* Texte *
HUGUES CAPET ET LA TROISIÈME RACE

 

TOME DEUXIÈME

LETTRE SUR L'ESPRIT DES XIe ET XIIe SIÈCLES.

 

 

Je quitte l'époque désolée, la forêt silencieuse et l'ermitage au désert, quand l'oiseau de nuit secouait ses ailes sur le beffroi ! J'abandonne ces temps de désordre où chaque tour noire sur la colline semblait une aire d'où le féodal s'élançait pour le pillage. L'an mil avait été dans la population un morne effroi ; on aurait dit que la colère de Dieu allait s'appesantir sur les hommes, aux approches de cette fin du monde annoncée par les chroniques.

Maintenant ce deuil du peuple a cessé ; une époque nouvelle s'ouvre devant la génération : tout est riant et coloré ; l'Église n'a plus ses voiles de tristesse ; partout revêtue d'une robe inimitable, elle s'élance en ogive vers les cieux ; ses cloches ébranlent joyeusement les flèches dentelées qui frissonnent au vent des cantiques, chant du départ des pèlerins. La féodalité s'organise en châtellenies ; ce n'est plus l'aspect sombre d'une société incessamment envahie par les Barbares, les Hongres et les Normands ; les châsses des saints sont éblouissantes de pierreries, de topazes, d'escarboucles ; elles se montrent radieuses sur l'autel au milieu des plus merveilleuses orfèvreries. Les vitraux reproduisent sous le soleil les mille nuances de leurs couleurs variées ; le château a cessé d'avoir cette vie monotone et silencieuse, secouée seulement par les phénomènes du ciel et l'ouragan qui siffle dans les tours isolées : les cours plénières partout s'établissent avec la chevalerie ; les trouvères et les troubadours viennent égayer les longues soirées d'hiver ; la légende elle-même abandonne ce caractère assombri qui marque le Xe siècle. Ce ne sont plus les chroniques sinistres dès loups dans le désert et des pieux ermites qui vivent sous l'arbre séculaire, en creusant leur fosse de mort ; les légendes prennent un caractère moqueur et plus attrayant ; la société est joyeuse comme si les temps de tristesse étaient loin d'elle : le paon féodal apparaît sur la table avec ses ailes déployées ; le faisan d'or avec sa belle couronne s’épanouit sur de riches plats que servent les varlets. Les lices, les tournois se multiplient, et la vie se passe avec un caractère plus sensualiste.

* Section des données *
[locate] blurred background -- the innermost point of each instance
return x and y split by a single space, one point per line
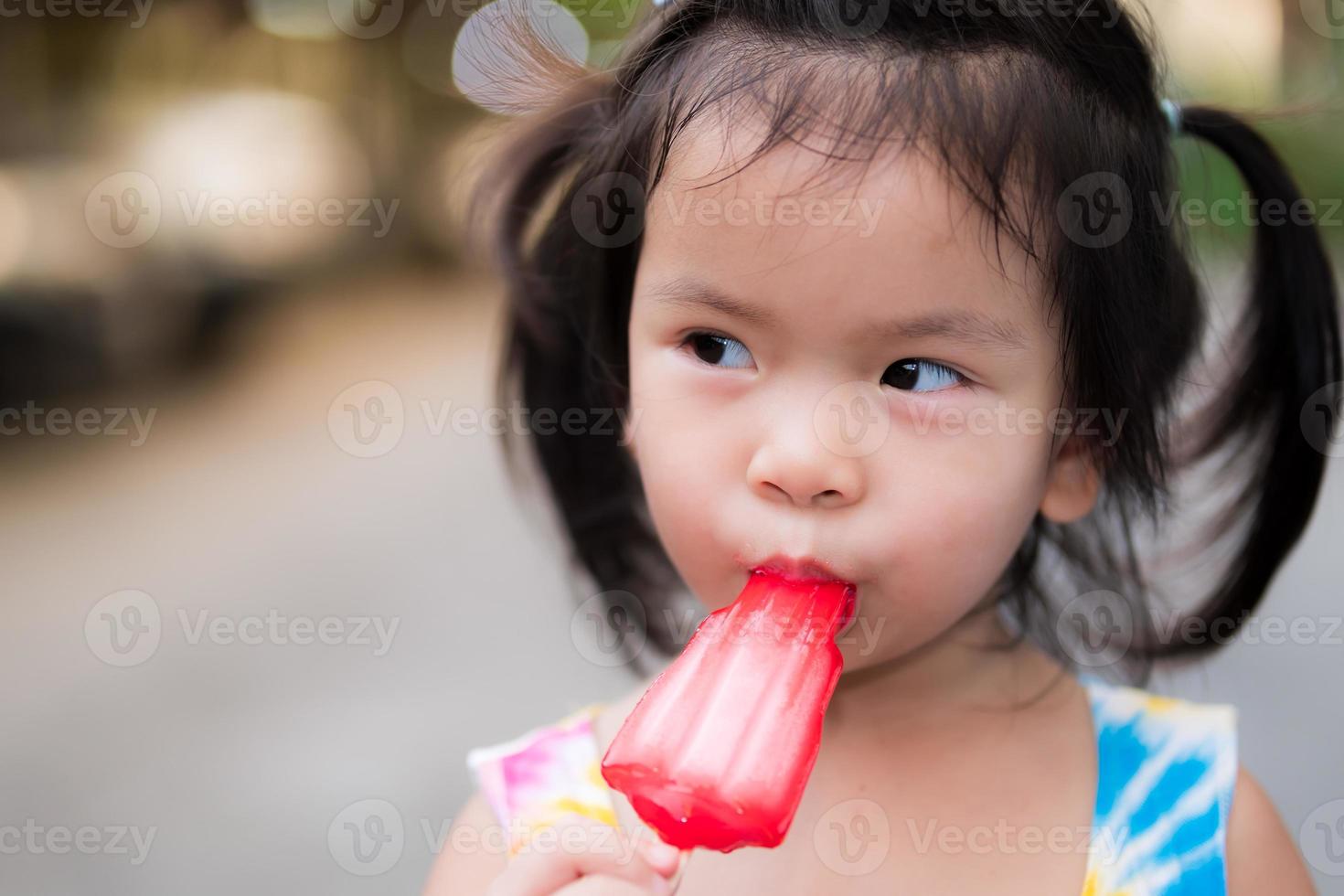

* Objectifs *
- A) D'après la lettre sur l'esprit des XIe et XIIe siècles, qui vient égayer les longues soirées d'hiver au château ?
- B) Poursuivez, s'il vous plaît, la lettre sur l'esprit des XIe et XIIe siècles au-delà de sa dernière phrase.

* Réponses rédigées *
- A) Les trouvères et les troubadours.

- B)
Ce changement dans l'esprit de la société, qui l’a produit ? Ce progrès vers une civilisation plus grande, qui l'a préparé ? Les croisades. Ces glorieuses expéditions en Palestine ont entraîné la nouvelle génération dans une vie plus active : on a traversé bien des pays ! on a vu tant de merveilles ! l'Italie, la Grèce, la Syrie. On a secoué l'enveloppe de pierre pour courir au delà des mers, et fonder des seigneuries à Antioche, à Jérusalem, à Édesse ; on a éprouvé des malheurs durant les croisades, mais ceux qui sont revenus de ces climats lointains ont tant de belles histoires à raconter ! ils ont vu Rome et ses sept collines, Constantinople et ses mille tours ; ils ont vu le soleil avec ses feux éblouissants, tel qu'il se montre dans les pays du Midi. Quand ils s'en reviennent dans les villes froides, pluvieuses du Nord et du centre de la France, depuis la Loire jusqu'au Rhin ; quand ils séjournent à Blois, à Tours, à Caen la normande, à Paris en l'Île, ils apportent là leurs légendes dorées et les émotions de leur longue route ; ils content avec délice ce qu'ils ont vu et ce qu'ils ont senti. Tout se colore de leur joie ; on n'a plus à craindre la famine et les fléaux du Xe siècle ; autant les deux époques précédentes semblent frappées de malédiction, autant le XIIe siècle se complaît dans les délassements des nobles cours de chevalerie. Ainsi se montre et se développe le caractère des temps qu'embrasse ce volume.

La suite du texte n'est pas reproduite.